### [PAGE EXCERPT]
--- START ---
"Doing the same thing over and over and expecting a different result....."
So, yesterday our fearless congressman voted yet again for the repeal of Obamacare. That was the 38th such House vote to repeal. Votes to replace? Nada.
As the time for full implementation of the Affordable Care Act comes closer, the right wing voices become ever more shrill. They understand that once people become accustomed to its benefits, they will no longer believe the wild-eyed accusations of those who oppose it. Social Security did not destroy our country. Medicare did not destroy our country.
Rather, these strengthen us and our communities. Still, when lies are repeated often enough, people come to accept it as truth. It remains a lie.
For example, I remember 2008 and 2009, when most Americans wanted something done to make healthcare more accessible and to reduce trips to the Emergency Department. In 2008 the Tea Party was formed in protest of the bank bailouts. In no time, with clever manipulation and much money spent, well-intentioned people became convinced that what they really opposed was universal health care.
(Remember the rude and raucous shouting whenever anyone tried to explain the bill?) How many times have you heard (and believed) rants about the bill being written in secret (evidently hoping to conflate Hillary's health care attempt in 1993, which was mostly in private, with Obamacare, which held televised public hearings on C-Span every day for nearly a year.) And some fell for it.
And how about, "nobody has read it and nobody knows what's in it." In fact, it was and still is posted on the government's web site for anyone who is interested. It took me several hours to read it then, but today you can read a multi-page summary in about an hour or so. If you really cared to know what's in it.
--- END ---
### [SUPPLIED MATERIAL]
--- START ---
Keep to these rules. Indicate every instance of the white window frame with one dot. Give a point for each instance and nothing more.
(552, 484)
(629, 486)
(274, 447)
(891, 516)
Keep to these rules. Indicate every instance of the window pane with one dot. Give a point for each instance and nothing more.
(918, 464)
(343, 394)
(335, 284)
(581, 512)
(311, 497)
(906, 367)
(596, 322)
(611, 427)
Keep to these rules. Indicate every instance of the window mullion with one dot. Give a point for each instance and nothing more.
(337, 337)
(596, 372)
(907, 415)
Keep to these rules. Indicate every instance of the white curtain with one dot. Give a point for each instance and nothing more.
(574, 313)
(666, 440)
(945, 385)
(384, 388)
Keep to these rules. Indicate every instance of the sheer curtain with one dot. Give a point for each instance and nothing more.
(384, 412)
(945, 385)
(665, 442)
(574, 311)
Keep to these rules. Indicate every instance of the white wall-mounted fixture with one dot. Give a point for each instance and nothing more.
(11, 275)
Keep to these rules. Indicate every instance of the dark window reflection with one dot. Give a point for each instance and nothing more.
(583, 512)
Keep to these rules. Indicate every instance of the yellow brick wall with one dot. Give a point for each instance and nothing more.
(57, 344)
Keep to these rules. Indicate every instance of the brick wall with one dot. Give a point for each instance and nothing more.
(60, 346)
--- END ---
### [EXERCISES]
(A) According to the Affordable Care Act post, what number House vote to repeal Obamacare took place yesterday?
(B) Using the Affordable Care Act post, explain why right-wing voices grow more shrill as full implementation of the law approaches.
The rows play no part in these tasks.

### [EXERCISE SOLUTIONS]
(A) It was the 38th House vote to repeal Obamacare.

(B) They understand that once people become accustomed to the law's benefits, they will no longer believe the wild-eyed accusations of those who oppose it.